§ Exercise instructions
All entries must be extracted exactly, with nothing added or dropped.
-- begin Entries supplied --
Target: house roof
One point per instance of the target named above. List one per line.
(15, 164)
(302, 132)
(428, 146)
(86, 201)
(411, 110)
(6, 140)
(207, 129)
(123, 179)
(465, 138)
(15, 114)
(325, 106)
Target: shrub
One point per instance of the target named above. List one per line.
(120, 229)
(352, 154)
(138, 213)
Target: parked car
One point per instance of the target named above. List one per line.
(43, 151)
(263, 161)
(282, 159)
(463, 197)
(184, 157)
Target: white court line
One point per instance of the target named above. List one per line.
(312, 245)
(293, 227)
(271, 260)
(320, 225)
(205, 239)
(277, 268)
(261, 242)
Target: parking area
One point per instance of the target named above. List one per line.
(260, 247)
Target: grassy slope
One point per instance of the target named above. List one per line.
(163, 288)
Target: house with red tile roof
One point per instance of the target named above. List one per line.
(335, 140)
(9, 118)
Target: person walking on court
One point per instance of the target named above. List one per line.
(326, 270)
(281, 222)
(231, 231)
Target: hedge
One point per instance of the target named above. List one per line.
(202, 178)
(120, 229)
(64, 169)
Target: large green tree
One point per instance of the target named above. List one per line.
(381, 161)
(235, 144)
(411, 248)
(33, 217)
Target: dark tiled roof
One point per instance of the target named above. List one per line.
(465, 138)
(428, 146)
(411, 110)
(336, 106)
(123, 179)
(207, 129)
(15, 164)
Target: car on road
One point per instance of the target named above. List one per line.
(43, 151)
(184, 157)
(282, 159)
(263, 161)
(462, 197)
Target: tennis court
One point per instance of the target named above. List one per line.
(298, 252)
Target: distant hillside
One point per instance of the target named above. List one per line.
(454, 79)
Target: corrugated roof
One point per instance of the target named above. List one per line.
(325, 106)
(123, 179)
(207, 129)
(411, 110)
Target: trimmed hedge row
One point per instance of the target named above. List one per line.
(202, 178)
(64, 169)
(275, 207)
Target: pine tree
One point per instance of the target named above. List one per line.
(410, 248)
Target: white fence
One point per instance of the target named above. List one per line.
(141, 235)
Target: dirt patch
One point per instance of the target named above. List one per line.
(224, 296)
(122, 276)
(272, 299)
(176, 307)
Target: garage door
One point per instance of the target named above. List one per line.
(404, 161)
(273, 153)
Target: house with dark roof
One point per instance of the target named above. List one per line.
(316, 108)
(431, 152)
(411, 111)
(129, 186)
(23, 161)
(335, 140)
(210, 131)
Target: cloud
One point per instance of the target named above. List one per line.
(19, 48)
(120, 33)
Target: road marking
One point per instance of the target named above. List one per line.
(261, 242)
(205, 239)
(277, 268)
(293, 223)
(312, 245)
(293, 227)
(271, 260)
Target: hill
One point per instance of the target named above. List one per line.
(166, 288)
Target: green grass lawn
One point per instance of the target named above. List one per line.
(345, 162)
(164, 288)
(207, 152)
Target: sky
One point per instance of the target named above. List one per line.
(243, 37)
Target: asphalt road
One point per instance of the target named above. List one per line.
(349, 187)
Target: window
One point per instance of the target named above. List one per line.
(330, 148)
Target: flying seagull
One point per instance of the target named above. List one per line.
-- end Entries supplied --
§ Result
Target: house roof
One point per instance of the target named above. List one per line.
(15, 164)
(302, 132)
(428, 146)
(86, 201)
(411, 110)
(6, 140)
(207, 129)
(123, 179)
(465, 138)
(15, 114)
(325, 106)
Target: shrub
One point per instance of the target named above. List one per line.
(120, 229)
(352, 154)
(138, 213)
Target: parked car
One point per instance of the target named above. List one per line.
(43, 151)
(263, 161)
(282, 159)
(463, 197)
(184, 157)
Target: white court line
One point per instance of the target named above. List one per line.
(312, 245)
(293, 227)
(271, 260)
(320, 225)
(205, 239)
(277, 268)
(261, 242)
Target: parking area
One point per instance of the target named above. List one per line.
(260, 247)
Target: grassy slope
One point per instance of the target named above. List one per line.
(163, 288)
Target: house with red tile roof
One point per instance of the target named above. List one per line.
(335, 140)
(9, 118)
Target: person walking on court
One point per instance of the target named above. List one per line.
(326, 270)
(281, 222)
(231, 231)
Target: hedge
One point per instance of the target named above. List one per line.
(202, 178)
(120, 229)
(64, 169)
Target: large green tree
One point per instance of the target named above. List one per line.
(381, 161)
(235, 144)
(411, 248)
(33, 217)
Target: dark tiled roof
One point per instance of the target named above. List one per line.
(465, 138)
(428, 146)
(411, 110)
(336, 106)
(123, 179)
(207, 129)
(15, 164)
Target: car on road
One point per instance of the target named above. List one per line.
(43, 151)
(184, 157)
(282, 159)
(263, 161)
(462, 197)
Target: tennis court
One point per instance of the target named above. List one per line.
(298, 252)
Target: distant hillside
One point per instance of the target named above. List one per line.
(454, 79)
Target: corrugated roof
One point per instance of the target named above. List one per line.
(325, 106)
(123, 179)
(207, 129)
(411, 110)
Target: trimmed hedge row
One point per instance of the target named above. List one per line.
(202, 178)
(64, 169)
(275, 207)
Target: pine tree
One point per instance of the target named above. List one per line.
(410, 248)
Target: white fence
One point per instance of the target named above. List one per line.
(141, 235)
Target: dirt patch
One point per instance of the target named above. List one per line.
(224, 296)
(122, 276)
(272, 299)
(176, 307)
Target: garage door
One point per instance of the target named above. List one per line.
(404, 161)
(273, 153)
Target: house with dark roof
One point per instance of the target named above. List one per line.
(316, 108)
(431, 152)
(411, 111)
(129, 186)
(23, 161)
(335, 140)
(210, 131)
Target: cloud
One point per instance of the target named above. List one per line.
(19, 48)
(120, 33)
Target: road marking
One point per instance of the target named above. List one per line.
(261, 242)
(205, 239)
(277, 268)
(293, 223)
(312, 245)
(293, 227)
(271, 260)
Target: hill
One point per instance of the target named above. List one per line.
(166, 288)
Target: green grass lawn
One point per instance of the target named above. List one per line.
(345, 162)
(164, 288)
(207, 152)
Target: sky
One point per instance of the target named above. List one per line.
(243, 37)
Target: asphalt road
One point per instance of the target named above. List one per line.
(349, 187)
Target: window
One point per instance of the target named above. List one per line.
(330, 148)
Target: flying seagull
One point per instance of the target named above. List one per line.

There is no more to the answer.